### EXERCISE
Could you repeat the material word for word, starting at the line that contains "Please segment every instance of the woman" and ending at the last line of the material, with both ends included?

+++ PROVIDED MATERIAL

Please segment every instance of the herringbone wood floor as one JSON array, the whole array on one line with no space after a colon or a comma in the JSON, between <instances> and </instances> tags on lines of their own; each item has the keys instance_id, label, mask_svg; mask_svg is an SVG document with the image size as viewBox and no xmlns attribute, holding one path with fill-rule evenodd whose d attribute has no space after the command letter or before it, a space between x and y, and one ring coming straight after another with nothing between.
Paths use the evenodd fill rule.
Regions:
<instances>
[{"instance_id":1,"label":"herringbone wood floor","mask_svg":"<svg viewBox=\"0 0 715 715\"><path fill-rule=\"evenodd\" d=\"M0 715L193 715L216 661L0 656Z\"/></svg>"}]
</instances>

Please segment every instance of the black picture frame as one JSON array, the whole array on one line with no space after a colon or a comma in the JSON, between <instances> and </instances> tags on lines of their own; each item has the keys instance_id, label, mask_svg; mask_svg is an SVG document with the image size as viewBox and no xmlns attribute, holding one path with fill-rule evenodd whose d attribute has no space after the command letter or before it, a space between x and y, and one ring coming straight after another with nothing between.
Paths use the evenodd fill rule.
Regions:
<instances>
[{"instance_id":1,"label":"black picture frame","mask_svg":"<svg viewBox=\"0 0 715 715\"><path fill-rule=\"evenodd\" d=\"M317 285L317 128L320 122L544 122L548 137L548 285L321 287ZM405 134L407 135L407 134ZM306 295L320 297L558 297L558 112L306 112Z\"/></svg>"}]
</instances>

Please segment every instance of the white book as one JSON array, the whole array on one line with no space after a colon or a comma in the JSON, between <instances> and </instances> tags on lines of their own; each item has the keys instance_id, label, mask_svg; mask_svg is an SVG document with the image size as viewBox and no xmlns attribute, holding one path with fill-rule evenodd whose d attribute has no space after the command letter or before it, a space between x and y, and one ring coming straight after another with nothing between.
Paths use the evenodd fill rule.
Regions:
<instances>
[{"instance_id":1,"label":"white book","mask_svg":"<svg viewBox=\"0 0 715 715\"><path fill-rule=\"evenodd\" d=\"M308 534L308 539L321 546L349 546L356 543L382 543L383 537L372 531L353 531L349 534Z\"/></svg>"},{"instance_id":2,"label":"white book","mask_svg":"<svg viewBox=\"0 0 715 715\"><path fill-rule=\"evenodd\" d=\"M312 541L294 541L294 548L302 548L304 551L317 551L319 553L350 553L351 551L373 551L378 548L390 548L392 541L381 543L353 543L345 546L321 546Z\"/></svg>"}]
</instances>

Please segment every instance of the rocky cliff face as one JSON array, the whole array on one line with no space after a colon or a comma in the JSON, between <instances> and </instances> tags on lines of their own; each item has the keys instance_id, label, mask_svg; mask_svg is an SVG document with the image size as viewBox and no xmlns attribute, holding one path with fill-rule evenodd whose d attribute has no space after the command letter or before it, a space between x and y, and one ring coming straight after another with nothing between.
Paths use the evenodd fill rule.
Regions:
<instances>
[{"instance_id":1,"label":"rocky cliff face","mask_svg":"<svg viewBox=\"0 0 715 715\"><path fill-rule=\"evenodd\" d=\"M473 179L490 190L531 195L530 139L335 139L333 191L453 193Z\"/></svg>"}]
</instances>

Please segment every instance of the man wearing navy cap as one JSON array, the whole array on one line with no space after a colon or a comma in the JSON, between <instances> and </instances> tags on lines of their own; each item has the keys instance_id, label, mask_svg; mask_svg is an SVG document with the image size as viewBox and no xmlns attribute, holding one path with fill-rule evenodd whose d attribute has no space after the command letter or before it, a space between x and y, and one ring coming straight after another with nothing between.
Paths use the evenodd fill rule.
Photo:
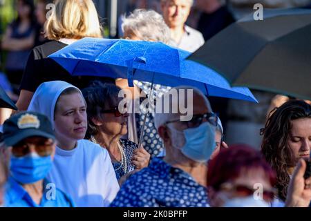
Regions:
<instances>
[{"instance_id":1,"label":"man wearing navy cap","mask_svg":"<svg viewBox=\"0 0 311 221\"><path fill-rule=\"evenodd\" d=\"M68 196L45 179L56 145L46 116L34 112L13 115L3 124L3 142L10 162L6 206L73 206Z\"/></svg>"}]
</instances>

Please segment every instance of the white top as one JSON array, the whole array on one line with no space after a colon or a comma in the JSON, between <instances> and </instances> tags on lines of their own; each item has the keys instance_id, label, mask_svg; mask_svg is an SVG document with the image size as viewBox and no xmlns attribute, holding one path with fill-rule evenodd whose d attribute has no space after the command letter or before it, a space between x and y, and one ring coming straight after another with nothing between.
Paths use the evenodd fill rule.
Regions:
<instances>
[{"instance_id":1,"label":"white top","mask_svg":"<svg viewBox=\"0 0 311 221\"><path fill-rule=\"evenodd\" d=\"M194 52L204 44L203 35L198 30L185 26L185 33L179 43L171 41L170 45L191 52Z\"/></svg>"},{"instance_id":2,"label":"white top","mask_svg":"<svg viewBox=\"0 0 311 221\"><path fill-rule=\"evenodd\" d=\"M56 148L48 179L79 207L108 206L120 189L108 151L86 140L72 151Z\"/></svg>"}]
</instances>

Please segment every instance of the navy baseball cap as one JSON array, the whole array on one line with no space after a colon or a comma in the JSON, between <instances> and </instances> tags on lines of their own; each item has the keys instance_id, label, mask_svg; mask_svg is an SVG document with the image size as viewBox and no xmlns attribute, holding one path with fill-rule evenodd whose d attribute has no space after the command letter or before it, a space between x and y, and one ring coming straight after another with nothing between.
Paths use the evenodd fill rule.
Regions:
<instances>
[{"instance_id":1,"label":"navy baseball cap","mask_svg":"<svg viewBox=\"0 0 311 221\"><path fill-rule=\"evenodd\" d=\"M4 122L2 141L7 147L34 136L55 140L52 125L46 116L35 112L21 112Z\"/></svg>"}]
</instances>

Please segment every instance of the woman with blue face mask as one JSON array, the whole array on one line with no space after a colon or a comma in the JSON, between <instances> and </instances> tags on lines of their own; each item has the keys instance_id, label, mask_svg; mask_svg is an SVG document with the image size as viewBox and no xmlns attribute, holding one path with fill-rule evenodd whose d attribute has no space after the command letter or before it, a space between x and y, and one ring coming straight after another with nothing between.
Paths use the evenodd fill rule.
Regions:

++++++

### WRITTEN REPLY
Please segment every instance of the woman with blue face mask as one JSON array, the whole array on one line with no space after a colon or a comma in the JSON, between <instances> and </instances> tags on lines of their own; each item has the keys instance_id, label, mask_svg; mask_svg is an SVG document with the image size as viewBox and no xmlns attribute, holding one path with fill-rule evenodd whose d attribute has no space after the command letter or before it, a space between x and y, and one ring coming straight after another with nothing between.
Paths use the evenodd fill rule.
Regions:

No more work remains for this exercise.